Crime Rate For Teenagers Drops Again Violence-Related Arrests Down; Attorney General Touts Trend

Angie Cannon Knight-Ridder

For the second straight year, violent crime by teenagers dropped, the Justice Department said Thursday.

While the rates for 1996 remain substantially higher than a decade ago, Attorney General Janet Reno saw the good news as a sign that efforts to stem juvenile violence are working.

“This drop, I think, is real now,” she said. “I don’t think we can talk about it as a blip.”

The Justice Department released figures showing that the rate of violent teen crime declined 9.2 percent from 1995 figures, following a 2.9 percent drop the year before.

The teenage homicide rate also dropped by 31 percent since 1993, the Justice Department said, citing FBI statistics to be released this weekend. Last year, the teen murder arrest rate dropped 10.7 percent over 1995, according to the FBI statistics.

While experts on crime called the numbers encouraging, they also noted that the rate of teenage violent crime remains much higher than it was a decade ago and much higher than the rate of violent crime by adults.

“It is like a 500-pound man who loses 50 pounds - that doesn’t mean he is thin,” said James Alan Fox, dean of Northeastern University’s College of Criminal Justice, who specializes in juvenile violence. “And that’s what happened here. This improvement is a good sign, but hardly suggests our problems are over.”

Indeed, for every 100,000 teenagers, 465 were arrested last year for violent crime, compared with 297 teens per 100,000 in 1983. Last year’s teen arrest rate for murder was about double what it was in the early 1980s.

By comparison, for every 100,000 adults, 318 were arrested for violent crimes last year.
· · ·
SET TASKS:
a. From the article on teen crime, quote the passage from "Crime Rate For" up to and including "the year before.".
b. Extend the news article about falling teen crime rates, picking up after its last sentence.

(A block of data)
· · ·
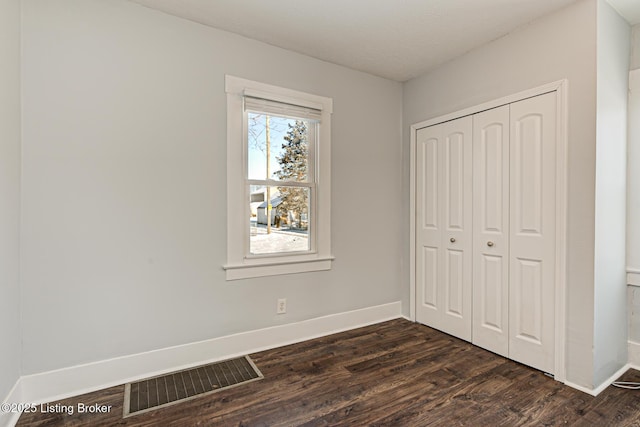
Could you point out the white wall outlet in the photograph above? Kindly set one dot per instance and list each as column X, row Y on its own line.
column 282, row 306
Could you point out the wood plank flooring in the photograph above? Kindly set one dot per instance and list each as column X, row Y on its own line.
column 395, row 373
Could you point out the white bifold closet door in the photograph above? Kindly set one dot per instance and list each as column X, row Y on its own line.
column 485, row 229
column 491, row 230
column 443, row 227
column 532, row 235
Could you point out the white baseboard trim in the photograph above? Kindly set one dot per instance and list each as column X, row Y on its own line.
column 633, row 349
column 9, row 419
column 62, row 383
column 596, row 391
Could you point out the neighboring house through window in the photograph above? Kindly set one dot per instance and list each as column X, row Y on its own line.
column 278, row 180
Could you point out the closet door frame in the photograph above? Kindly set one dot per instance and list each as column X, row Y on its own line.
column 560, row 87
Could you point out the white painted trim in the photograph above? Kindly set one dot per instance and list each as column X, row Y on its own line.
column 509, row 99
column 235, row 272
column 80, row 379
column 561, row 89
column 239, row 265
column 633, row 278
column 9, row 419
column 562, row 166
column 412, row 224
column 633, row 350
column 596, row 391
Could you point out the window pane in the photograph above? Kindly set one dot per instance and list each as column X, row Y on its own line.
column 288, row 230
column 277, row 148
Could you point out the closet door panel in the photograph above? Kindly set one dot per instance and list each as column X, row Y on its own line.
column 491, row 230
column 457, row 236
column 428, row 225
column 532, row 231
column 443, row 235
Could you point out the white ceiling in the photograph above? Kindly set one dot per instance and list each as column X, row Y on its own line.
column 396, row 39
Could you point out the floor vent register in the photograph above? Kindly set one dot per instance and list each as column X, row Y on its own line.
column 176, row 387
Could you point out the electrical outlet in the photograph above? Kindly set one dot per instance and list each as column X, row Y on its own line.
column 282, row 306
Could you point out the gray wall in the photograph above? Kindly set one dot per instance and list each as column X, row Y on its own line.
column 124, row 154
column 610, row 319
column 556, row 47
column 9, row 195
column 635, row 47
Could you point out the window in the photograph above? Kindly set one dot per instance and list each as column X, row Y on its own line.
column 278, row 180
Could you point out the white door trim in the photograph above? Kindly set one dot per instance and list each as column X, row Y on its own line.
column 561, row 89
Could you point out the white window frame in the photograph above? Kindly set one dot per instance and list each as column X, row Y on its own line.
column 240, row 264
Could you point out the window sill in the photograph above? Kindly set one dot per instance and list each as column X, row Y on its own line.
column 275, row 268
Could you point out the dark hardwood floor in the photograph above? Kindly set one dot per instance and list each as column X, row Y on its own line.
column 395, row 373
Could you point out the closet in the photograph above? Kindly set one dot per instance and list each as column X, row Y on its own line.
column 485, row 229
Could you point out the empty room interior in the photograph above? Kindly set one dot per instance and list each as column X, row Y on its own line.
column 443, row 205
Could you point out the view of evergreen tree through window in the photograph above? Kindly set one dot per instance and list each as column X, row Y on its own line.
column 280, row 188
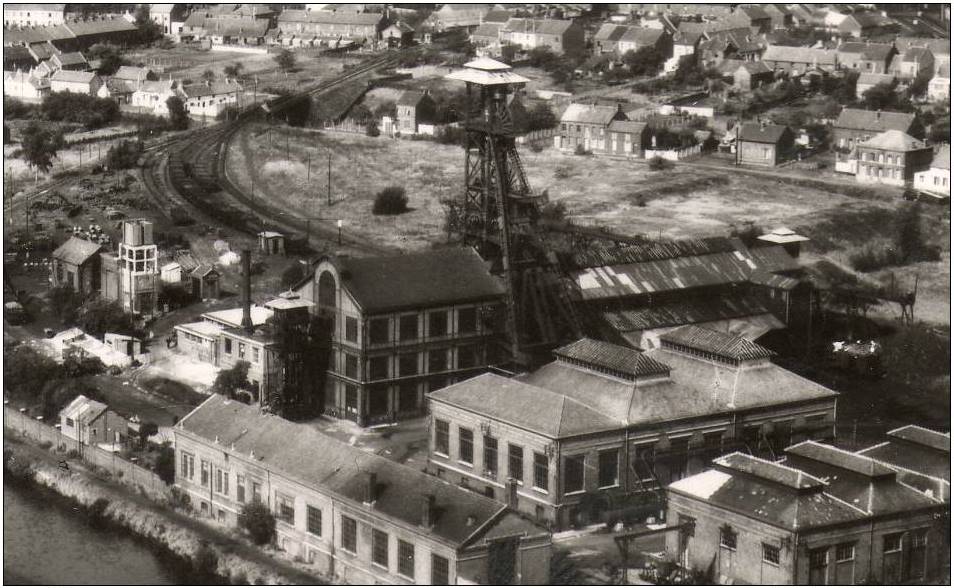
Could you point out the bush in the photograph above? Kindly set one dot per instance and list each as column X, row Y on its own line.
column 391, row 200
column 259, row 521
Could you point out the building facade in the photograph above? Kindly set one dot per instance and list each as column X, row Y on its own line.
column 403, row 326
column 356, row 517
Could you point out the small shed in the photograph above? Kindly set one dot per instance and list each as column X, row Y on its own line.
column 205, row 282
column 271, row 243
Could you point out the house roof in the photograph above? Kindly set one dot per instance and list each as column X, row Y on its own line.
column 894, row 141
column 81, row 77
column 874, row 121
column 342, row 470
column 718, row 343
column 603, row 356
column 762, row 133
column 76, row 251
column 418, row 280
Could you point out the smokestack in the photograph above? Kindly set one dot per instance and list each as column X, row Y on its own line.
column 428, row 502
column 247, row 291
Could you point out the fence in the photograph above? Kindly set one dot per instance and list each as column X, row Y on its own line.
column 122, row 470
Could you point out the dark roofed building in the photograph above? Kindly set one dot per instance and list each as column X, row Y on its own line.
column 353, row 514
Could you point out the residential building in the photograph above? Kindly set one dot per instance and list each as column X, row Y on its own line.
column 77, row 82
column 92, row 423
column 33, row 15
column 892, row 158
column 131, row 275
column 596, row 432
column 824, row 516
column 210, row 99
column 355, row 517
column 76, row 265
column 560, row 36
column 764, row 144
column 404, row 325
column 854, row 125
column 866, row 57
column 937, row 178
column 413, row 109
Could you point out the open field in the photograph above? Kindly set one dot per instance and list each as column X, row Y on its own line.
column 624, row 196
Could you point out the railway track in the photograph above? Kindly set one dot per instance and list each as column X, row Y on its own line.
column 188, row 174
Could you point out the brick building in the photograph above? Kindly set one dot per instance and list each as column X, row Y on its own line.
column 355, row 517
column 404, row 325
column 598, row 431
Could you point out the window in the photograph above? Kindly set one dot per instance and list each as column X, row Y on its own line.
column 845, row 552
column 541, row 471
column 407, row 364
column 437, row 360
column 728, row 538
column 378, row 331
column 437, row 324
column 351, row 366
column 406, row 559
column 892, row 542
column 490, row 455
column 573, row 473
column 407, row 329
column 286, row 508
column 440, row 571
column 609, row 468
column 441, row 437
column 379, row 547
column 515, row 462
column 313, row 520
column 465, row 452
column 349, row 534
column 351, row 329
column 187, row 469
column 467, row 320
column 240, row 488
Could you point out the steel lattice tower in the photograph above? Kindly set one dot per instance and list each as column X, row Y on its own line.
column 499, row 212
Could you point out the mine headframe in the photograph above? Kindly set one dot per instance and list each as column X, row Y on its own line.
column 499, row 213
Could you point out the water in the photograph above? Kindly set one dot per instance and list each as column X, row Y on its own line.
column 45, row 542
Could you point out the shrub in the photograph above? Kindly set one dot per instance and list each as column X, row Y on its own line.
column 259, row 521
column 391, row 200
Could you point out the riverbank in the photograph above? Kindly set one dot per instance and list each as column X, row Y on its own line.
column 215, row 556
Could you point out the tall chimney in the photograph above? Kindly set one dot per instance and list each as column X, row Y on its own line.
column 428, row 502
column 247, row 291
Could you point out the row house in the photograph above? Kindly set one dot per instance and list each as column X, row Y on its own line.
column 822, row 516
column 404, row 325
column 600, row 430
column 937, row 178
column 892, row 158
column 562, row 37
column 352, row 516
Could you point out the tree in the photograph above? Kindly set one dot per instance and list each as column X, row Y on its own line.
column 258, row 520
column 232, row 379
column 285, row 60
column 178, row 115
column 40, row 146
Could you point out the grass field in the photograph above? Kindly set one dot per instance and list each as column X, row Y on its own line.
column 621, row 195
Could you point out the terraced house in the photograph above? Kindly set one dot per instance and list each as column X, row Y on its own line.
column 404, row 325
column 356, row 517
column 600, row 430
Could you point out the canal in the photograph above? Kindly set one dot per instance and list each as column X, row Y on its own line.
column 46, row 542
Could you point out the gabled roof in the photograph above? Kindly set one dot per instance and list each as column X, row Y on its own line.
column 718, row 343
column 894, row 141
column 418, row 280
column 76, row 251
column 343, row 471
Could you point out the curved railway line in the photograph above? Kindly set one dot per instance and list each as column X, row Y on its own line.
column 186, row 177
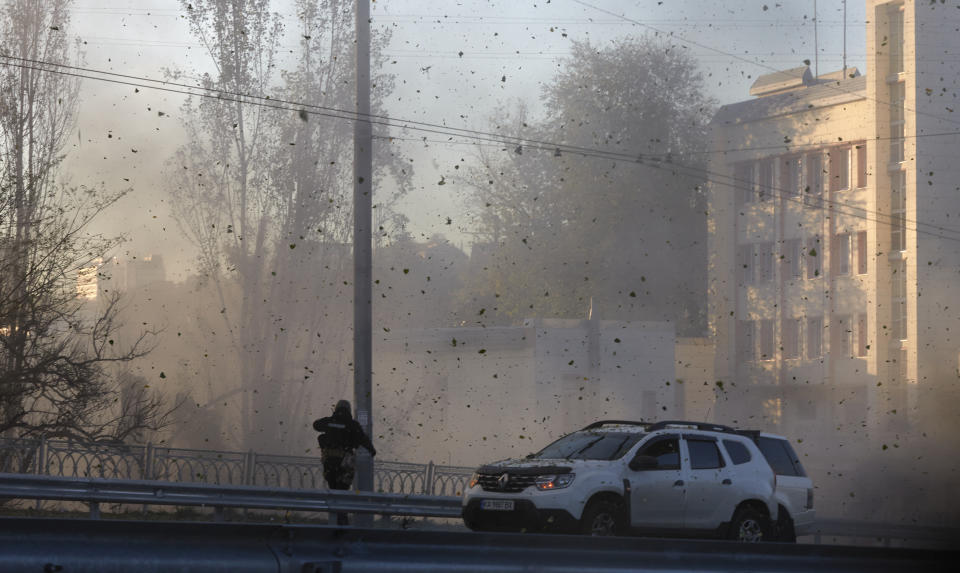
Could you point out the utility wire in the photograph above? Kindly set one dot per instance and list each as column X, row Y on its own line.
column 661, row 162
column 832, row 85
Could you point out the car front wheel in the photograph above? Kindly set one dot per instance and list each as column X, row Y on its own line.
column 749, row 526
column 603, row 518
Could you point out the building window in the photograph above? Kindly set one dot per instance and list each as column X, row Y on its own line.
column 790, row 176
column 764, row 262
column 814, row 337
column 745, row 264
column 766, row 340
column 861, row 165
column 840, row 169
column 863, row 337
column 898, row 300
column 746, row 351
column 895, row 39
column 861, row 252
column 842, row 342
column 897, row 97
column 898, row 212
column 814, row 187
column 790, row 257
column 766, row 180
column 841, row 254
column 812, row 257
column 790, row 337
column 743, row 182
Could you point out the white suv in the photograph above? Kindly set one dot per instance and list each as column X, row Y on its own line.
column 666, row 478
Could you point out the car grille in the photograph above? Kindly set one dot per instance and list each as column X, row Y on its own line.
column 515, row 483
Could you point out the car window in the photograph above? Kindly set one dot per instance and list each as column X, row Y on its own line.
column 590, row 446
column 780, row 456
column 739, row 454
column 704, row 454
column 667, row 452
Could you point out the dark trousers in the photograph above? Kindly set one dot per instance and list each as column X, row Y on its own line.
column 338, row 471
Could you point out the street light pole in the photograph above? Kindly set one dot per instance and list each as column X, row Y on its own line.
column 362, row 249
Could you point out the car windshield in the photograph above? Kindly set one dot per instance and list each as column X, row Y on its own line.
column 590, row 446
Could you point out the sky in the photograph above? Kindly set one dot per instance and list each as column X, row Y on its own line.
column 455, row 63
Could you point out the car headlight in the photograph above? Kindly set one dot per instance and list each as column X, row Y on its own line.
column 549, row 482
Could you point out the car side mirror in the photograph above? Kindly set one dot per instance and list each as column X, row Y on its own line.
column 641, row 462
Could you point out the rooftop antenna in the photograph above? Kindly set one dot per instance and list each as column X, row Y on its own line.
column 844, row 38
column 816, row 42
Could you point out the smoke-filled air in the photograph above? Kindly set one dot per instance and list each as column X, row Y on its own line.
column 736, row 212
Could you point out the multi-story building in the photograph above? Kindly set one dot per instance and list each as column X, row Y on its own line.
column 835, row 241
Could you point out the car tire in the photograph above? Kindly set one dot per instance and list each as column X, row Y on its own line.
column 749, row 526
column 603, row 517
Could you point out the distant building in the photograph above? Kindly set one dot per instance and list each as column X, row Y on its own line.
column 479, row 393
column 121, row 275
column 834, row 271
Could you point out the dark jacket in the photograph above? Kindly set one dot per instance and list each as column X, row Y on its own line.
column 341, row 431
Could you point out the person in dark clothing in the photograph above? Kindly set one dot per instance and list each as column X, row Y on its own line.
column 339, row 436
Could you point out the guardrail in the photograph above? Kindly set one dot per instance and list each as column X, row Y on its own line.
column 95, row 491
column 152, row 462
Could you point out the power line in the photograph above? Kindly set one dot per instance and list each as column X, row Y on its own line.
column 658, row 161
column 830, row 85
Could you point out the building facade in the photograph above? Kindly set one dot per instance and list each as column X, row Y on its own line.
column 834, row 271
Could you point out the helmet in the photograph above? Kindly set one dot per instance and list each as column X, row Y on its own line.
column 343, row 406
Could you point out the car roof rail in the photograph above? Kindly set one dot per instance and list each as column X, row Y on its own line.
column 601, row 423
column 707, row 426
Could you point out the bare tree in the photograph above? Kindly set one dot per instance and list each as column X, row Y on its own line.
column 612, row 222
column 265, row 194
column 57, row 349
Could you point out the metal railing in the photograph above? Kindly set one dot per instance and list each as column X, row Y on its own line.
column 94, row 491
column 151, row 462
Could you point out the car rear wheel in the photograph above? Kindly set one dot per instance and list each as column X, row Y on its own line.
column 749, row 526
column 785, row 532
column 602, row 518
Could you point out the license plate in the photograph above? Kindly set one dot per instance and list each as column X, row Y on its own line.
column 497, row 504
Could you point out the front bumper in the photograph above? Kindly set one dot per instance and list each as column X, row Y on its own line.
column 524, row 517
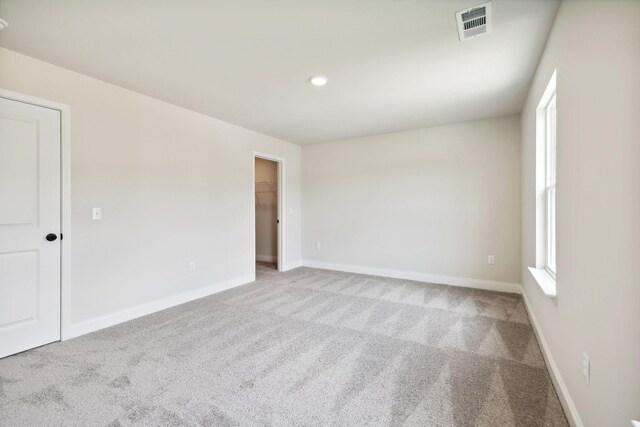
· · ·
EXPECTED ANSWERS:
a.
Crime Rate For Teenagers Drops Again Violence-Related Arrests Down; Attorney General Touts Trend

Angie Cannon Knight-Ridder

For the second straight year, violent crime by teenagers dropped, the Justice Department said Thursday.

While the rates for 1996 remain substantially higher than a decade ago, Attorney General Janet Reno saw the good news as a sign that efforts to stem juvenile violence are working.

“This drop, I think, is real now,” she said. “I don’t think we can talk about it as a blip.”

The Justice Department released figures showing that the rate of violent teen crime declined 9.2 percent from 1995 figures, following a 2.9 percent drop the year before.

b.
The statistics were released at a time that news reports have been filled with shocking crimes allegedly committed by teenagers: Three teenagers were arrested on charges of kidnapping and stabbing to death a millionaire New Jersey businessman. A 16-year-old boy in Mississippi was accused of stabbing his mother to death, then shooting two girls at his school and wounding seven other students. A 15-year-old boy allegedly strangled an 11-year-old New Jersey boy who was selling candy door-to-door as a school fund-raiser.

Reno said high-profile media coverage of such crimes masked the recent national declines.

“What you all do tend to do sometimes is to report only the bad and not the good,” Reno told reporters Thursday. But, she added, “Juvenile arrest rates are still too high. We still continue to hear of too many serious violent crimes committed by young people.”

Violent crimes include murder, rape, robbery and aggravated assault.

Reno attributed the declines to many factors, including efforts by local police, prosecutors, community mentors and teenagers themselves to steer troubled youths to the right path.